* [REQUIRED TASK]: List each line in the material below that contains the word "island", reproducing every such line in full.

::: RECORDS PROVIDED

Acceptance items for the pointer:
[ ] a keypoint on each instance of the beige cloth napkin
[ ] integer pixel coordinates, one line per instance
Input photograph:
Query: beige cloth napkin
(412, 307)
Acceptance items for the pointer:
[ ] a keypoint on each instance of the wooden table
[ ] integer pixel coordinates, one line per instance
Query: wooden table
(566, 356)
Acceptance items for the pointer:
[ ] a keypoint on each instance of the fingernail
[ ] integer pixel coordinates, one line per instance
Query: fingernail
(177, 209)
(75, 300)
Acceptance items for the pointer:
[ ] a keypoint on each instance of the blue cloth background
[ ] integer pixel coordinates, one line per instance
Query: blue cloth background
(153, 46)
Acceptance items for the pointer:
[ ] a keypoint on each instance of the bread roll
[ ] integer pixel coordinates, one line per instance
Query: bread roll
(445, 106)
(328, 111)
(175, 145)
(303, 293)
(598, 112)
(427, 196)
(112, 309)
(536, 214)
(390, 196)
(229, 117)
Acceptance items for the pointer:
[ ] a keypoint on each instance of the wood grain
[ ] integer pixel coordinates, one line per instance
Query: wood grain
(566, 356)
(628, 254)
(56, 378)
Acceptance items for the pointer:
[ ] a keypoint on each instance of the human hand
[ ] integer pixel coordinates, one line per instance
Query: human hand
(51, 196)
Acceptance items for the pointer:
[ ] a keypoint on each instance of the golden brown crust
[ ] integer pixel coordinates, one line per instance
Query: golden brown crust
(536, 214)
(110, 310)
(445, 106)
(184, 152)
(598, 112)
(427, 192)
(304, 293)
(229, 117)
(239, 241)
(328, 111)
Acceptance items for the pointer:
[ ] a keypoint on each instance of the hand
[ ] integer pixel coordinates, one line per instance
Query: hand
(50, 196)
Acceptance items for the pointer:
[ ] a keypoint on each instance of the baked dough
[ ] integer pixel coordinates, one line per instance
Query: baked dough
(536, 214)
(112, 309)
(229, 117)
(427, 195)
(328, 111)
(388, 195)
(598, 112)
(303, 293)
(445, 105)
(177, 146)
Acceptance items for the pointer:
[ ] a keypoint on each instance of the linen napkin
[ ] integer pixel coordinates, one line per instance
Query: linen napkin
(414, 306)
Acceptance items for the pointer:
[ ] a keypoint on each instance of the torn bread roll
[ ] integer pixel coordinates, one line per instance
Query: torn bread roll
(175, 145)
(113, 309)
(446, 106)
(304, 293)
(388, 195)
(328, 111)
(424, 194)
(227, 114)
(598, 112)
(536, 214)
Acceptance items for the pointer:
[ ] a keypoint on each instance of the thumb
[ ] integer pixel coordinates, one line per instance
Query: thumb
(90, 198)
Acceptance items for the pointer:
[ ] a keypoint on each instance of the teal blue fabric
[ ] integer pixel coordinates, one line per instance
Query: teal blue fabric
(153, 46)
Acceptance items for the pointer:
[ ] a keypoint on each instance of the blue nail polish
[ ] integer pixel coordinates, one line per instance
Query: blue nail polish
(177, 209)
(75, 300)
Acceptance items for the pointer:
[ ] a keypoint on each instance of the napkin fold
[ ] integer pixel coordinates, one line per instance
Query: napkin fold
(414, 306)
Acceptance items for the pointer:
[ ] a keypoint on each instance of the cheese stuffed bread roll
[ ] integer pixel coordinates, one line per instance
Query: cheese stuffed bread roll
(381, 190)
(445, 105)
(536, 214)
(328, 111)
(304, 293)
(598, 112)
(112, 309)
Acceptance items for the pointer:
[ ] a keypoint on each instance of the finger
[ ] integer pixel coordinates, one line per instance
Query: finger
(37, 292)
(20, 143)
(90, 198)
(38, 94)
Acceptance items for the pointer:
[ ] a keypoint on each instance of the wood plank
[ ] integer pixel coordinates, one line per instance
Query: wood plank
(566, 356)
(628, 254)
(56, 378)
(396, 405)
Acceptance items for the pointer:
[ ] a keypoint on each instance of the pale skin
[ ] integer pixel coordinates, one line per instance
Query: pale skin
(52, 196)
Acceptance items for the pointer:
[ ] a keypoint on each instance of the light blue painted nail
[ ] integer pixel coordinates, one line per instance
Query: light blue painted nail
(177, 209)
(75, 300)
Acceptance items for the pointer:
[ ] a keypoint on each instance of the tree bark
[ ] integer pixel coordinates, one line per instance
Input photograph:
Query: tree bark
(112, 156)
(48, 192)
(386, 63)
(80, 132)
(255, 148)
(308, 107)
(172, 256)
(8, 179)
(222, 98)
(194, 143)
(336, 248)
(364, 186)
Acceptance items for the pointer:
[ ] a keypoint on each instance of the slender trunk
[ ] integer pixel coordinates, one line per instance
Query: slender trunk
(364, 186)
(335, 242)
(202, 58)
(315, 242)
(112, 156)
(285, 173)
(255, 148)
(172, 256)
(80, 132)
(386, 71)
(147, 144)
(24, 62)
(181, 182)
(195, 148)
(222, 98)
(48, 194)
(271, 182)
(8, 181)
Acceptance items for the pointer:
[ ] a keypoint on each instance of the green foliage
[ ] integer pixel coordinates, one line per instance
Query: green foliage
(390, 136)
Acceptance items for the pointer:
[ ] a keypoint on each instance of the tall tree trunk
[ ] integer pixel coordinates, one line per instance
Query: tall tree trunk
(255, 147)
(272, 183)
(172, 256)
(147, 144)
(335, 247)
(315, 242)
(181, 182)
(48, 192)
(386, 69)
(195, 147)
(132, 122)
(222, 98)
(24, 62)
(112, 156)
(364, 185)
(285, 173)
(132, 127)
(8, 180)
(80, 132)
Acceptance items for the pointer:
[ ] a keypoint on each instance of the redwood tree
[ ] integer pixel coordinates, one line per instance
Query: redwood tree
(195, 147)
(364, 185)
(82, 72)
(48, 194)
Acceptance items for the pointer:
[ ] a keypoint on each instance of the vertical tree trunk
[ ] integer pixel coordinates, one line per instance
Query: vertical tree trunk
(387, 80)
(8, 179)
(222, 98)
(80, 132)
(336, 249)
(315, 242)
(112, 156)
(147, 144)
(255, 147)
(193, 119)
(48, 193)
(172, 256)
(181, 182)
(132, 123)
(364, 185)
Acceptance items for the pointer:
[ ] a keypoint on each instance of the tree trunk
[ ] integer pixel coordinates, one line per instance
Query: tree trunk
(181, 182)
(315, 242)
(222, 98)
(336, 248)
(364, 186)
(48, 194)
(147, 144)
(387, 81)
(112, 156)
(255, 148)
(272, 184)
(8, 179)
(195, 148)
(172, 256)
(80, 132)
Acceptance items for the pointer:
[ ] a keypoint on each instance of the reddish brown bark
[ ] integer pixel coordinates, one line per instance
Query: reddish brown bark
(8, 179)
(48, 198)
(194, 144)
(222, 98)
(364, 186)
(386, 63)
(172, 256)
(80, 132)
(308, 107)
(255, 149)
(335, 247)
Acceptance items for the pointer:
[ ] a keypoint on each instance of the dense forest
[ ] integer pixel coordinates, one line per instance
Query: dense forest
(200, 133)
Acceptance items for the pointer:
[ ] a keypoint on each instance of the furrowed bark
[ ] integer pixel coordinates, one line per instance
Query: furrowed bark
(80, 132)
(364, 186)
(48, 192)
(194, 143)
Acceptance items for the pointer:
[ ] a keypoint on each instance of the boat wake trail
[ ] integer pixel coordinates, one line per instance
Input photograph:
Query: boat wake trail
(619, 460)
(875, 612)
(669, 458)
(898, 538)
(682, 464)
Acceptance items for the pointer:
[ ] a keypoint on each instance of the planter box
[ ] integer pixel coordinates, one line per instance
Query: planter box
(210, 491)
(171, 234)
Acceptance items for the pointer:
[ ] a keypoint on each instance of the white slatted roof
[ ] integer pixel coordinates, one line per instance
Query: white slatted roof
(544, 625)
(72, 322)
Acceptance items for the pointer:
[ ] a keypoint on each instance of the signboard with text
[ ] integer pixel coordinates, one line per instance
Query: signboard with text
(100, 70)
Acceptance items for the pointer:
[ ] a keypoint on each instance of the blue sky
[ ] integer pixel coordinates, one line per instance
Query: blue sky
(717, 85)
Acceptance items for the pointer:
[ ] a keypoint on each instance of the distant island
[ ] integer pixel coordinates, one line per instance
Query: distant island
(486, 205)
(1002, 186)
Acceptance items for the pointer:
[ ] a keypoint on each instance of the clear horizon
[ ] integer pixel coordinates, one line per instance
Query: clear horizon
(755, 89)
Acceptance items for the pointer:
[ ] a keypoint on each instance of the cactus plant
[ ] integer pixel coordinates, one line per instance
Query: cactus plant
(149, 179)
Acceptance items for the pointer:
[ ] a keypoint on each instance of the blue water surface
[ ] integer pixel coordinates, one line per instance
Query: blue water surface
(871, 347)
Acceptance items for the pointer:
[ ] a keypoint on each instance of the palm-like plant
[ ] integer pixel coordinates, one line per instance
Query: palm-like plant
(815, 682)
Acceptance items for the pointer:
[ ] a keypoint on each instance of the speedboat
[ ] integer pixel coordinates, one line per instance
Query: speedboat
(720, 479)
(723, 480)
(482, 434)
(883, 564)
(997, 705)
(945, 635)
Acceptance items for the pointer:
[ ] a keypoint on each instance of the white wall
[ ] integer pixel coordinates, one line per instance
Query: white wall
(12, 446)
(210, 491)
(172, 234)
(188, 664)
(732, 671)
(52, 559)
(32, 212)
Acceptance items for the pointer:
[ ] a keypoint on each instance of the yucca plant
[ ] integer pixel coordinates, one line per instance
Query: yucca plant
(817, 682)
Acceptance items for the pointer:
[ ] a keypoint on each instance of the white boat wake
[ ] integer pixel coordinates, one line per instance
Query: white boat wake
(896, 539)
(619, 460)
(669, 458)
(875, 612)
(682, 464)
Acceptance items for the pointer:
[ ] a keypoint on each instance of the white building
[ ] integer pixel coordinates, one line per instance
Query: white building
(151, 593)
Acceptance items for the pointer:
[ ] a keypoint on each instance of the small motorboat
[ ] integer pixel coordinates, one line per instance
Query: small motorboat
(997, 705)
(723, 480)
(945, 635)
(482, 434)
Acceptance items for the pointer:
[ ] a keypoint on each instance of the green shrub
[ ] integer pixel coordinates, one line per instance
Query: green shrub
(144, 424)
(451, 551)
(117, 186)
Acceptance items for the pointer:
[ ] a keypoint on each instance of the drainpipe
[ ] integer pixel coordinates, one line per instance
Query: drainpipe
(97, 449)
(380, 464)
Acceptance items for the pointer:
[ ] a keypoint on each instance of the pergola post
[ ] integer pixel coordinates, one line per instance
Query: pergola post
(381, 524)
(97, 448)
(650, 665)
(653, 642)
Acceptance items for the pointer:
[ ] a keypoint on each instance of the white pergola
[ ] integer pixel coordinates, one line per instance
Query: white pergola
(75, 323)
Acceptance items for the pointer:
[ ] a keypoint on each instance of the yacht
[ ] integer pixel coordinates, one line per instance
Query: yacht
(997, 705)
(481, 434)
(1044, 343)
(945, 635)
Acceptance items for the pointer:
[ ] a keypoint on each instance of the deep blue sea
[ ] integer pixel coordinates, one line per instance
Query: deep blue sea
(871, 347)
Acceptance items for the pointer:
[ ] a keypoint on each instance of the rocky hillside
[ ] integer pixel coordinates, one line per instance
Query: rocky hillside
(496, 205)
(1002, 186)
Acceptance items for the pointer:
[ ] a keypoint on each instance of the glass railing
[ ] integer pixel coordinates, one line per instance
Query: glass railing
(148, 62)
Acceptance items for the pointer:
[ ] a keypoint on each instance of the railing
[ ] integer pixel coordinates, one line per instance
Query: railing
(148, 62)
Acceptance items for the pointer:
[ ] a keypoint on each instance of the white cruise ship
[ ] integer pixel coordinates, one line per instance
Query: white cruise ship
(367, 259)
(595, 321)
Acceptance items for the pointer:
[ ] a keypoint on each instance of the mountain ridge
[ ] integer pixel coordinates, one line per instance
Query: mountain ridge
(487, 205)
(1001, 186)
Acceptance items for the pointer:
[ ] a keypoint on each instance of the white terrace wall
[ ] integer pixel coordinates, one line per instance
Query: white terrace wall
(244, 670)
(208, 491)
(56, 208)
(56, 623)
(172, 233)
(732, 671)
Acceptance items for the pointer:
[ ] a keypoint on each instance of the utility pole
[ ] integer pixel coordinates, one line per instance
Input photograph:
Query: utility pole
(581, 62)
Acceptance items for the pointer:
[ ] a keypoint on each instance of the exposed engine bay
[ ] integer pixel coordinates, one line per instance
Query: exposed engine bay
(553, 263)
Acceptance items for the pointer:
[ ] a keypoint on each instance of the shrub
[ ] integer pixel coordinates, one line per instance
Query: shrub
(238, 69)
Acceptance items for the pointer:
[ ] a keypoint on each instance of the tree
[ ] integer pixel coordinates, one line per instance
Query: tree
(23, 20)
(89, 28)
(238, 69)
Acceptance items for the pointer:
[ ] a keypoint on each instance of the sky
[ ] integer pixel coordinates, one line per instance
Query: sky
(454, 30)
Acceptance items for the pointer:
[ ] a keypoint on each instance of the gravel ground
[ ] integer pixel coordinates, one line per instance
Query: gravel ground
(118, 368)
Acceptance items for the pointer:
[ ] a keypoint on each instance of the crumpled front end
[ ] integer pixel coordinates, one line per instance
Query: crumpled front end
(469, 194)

::::::

* [IN RESPONSE]:
[ ] a keypoint on each instance of the distant island
Query: distant island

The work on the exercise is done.